▸ **EXTRACT TO READ**:
□ □ □ □ □ □ □
Faith Community Church of Great Bend will be celebrating 61 years of ministry and dedicating the new church addition at 10 a.m. this Sunday, Oct. 13.   Speakers will include the Rev. Fred Kirkpatrick, founding pastor of 52 years, and Sandy Kennedy, senior pastor. The church is located 1 mile west of 10th St. and Patton Road.

The two-story brick building at the heart of Faith Community Church compound was originally built for the county poor farm. Blueprints dated Oct. 15, 1929, show the official name of the structure was the Barton County Home. Mann and Company, Hutchinson, was the architect.
Pastor Sandy Kennedy said the property had a barn and livestock, chicken house, silo, orchard and garden. The farm had underground cisterns for rainwater collection for use in irrigation.
“It is my understanding that every county in the state was to have or did have a ‘poor farm,’ she said. “It was a kind of welfare system.”
Kennedy admits she doesn’t know a lot about Kansas history on this subject.
“It is my understanding a ‘poor’ person could live there and work on the farm to help feed themselves. I can remember as a kid, people saying the phrase, ‘sent to the poor farm.’  I don’t know if they meant the county poor farms or not. It became more of a county home later, then eventually sold at action when the church bought it.”
□ □ □ □ □ □ □
Image-grounded pointing records

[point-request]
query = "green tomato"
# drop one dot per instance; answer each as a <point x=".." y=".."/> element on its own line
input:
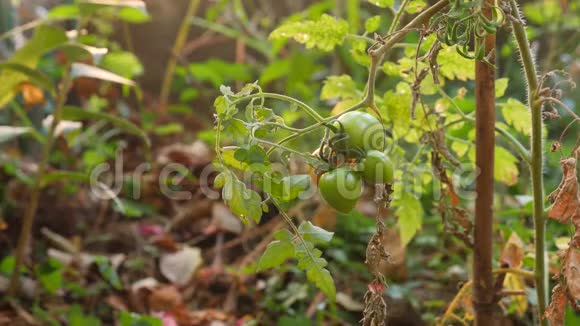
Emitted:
<point x="341" y="188"/>
<point x="377" y="168"/>
<point x="365" y="132"/>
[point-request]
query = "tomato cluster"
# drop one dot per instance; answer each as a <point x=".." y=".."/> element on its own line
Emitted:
<point x="341" y="186"/>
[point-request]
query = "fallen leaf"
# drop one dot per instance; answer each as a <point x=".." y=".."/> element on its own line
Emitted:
<point x="225" y="220"/>
<point x="348" y="302"/>
<point x="557" y="309"/>
<point x="514" y="282"/>
<point x="513" y="252"/>
<point x="164" y="298"/>
<point x="180" y="266"/>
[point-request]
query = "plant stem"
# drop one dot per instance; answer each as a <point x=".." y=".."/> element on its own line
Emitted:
<point x="30" y="213"/>
<point x="519" y="272"/>
<point x="397" y="17"/>
<point x="378" y="54"/>
<point x="536" y="165"/>
<point x="175" y="52"/>
<point x="455" y="302"/>
<point x="483" y="295"/>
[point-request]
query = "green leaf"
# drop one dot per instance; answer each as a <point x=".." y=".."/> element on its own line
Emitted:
<point x="314" y="234"/>
<point x="64" y="11"/>
<point x="50" y="275"/>
<point x="45" y="39"/>
<point x="287" y="188"/>
<point x="54" y="176"/>
<point x="133" y="15"/>
<point x="517" y="115"/>
<point x="505" y="167"/>
<point x="122" y="63"/>
<point x="218" y="71"/>
<point x="84" y="70"/>
<point x="76" y="317"/>
<point x="501" y="86"/>
<point x="34" y="76"/>
<point x="108" y="272"/>
<point x="284" y="235"/>
<point x="338" y="87"/>
<point x="244" y="202"/>
<point x="8" y="133"/>
<point x="358" y="51"/>
<point x="372" y="24"/>
<point x="382" y="3"/>
<point x="168" y="129"/>
<point x="410" y="214"/>
<point x="78" y="114"/>
<point x="310" y="261"/>
<point x="276" y="253"/>
<point x="324" y="34"/>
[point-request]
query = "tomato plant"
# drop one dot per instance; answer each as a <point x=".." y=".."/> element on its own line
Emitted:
<point x="341" y="188"/>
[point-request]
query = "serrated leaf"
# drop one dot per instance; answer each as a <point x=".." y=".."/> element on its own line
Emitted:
<point x="244" y="202"/>
<point x="501" y="86"/>
<point x="338" y="87"/>
<point x="317" y="274"/>
<point x="314" y="234"/>
<point x="372" y="24"/>
<point x="410" y="216"/>
<point x="324" y="34"/>
<point x="382" y="3"/>
<point x="517" y="115"/>
<point x="84" y="70"/>
<point x="276" y="253"/>
<point x="283" y="234"/>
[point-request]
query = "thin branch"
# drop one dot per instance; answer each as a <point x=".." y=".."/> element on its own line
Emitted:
<point x="28" y="219"/>
<point x="175" y="52"/>
<point x="536" y="166"/>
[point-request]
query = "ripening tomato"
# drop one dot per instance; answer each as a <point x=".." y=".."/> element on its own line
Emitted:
<point x="377" y="168"/>
<point x="365" y="132"/>
<point x="341" y="188"/>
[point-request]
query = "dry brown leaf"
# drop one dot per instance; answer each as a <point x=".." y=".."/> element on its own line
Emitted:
<point x="566" y="198"/>
<point x="165" y="298"/>
<point x="571" y="272"/>
<point x="557" y="309"/>
<point x="513" y="252"/>
<point x="180" y="266"/>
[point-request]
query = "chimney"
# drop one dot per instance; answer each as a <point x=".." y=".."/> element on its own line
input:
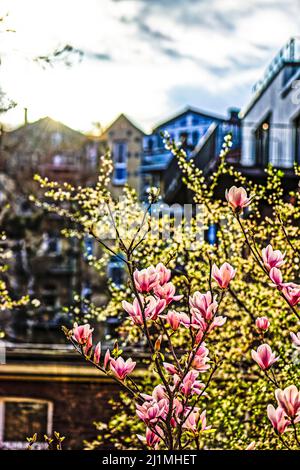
□ □ □ □ □ □ □
▸ **EXERCISE A**:
Return the church history text word for word, everything from "The two-story brick" down to "was the architect.".
▸ **EXERCISE B**:
Supply the next part of the text about Faith Community Church and the old county poor farm, picking up after its last sentence.
You can ignore the records entirely.

▸ **RESULT A**:
The two-story brick building at the heart of Faith Community Church compound was originally built for the county poor farm. Blueprints dated Oct. 15, 1929, show the official name of the structure was the Barton County Home. Mann and Company, Hutchinson, was the architect.

▸ **RESULT B**:
Pat Keenan was the auctioneer when the property was sold in 1975. Kennedy notes that another party wanted the land and church members expected to be out-bid, but their rival either had a change or heart or got mixed up on the date of the sale.
“Man built it for one purpose, and God had a different purpose,” she said.
The Barton County Historical Society has a copy of the 1940 U.S. Census, which shows 21 people living at the “county farm,” including Earl Saling, who was listed as being “in charge.”
Beverly Komarek, executive director of the Historical Society Museum, recalls that by the 1950s the building was a home for blind and elderly residents whose families could no longer care for them.
An undated Hutchinson News article on file at the Historical Society shows there was an earlier “Barton County Poor Farm” located east of Great Bend, where a “pesthouse” was built in the 1880s. This isolated wooden house may have housed patients with smallpox.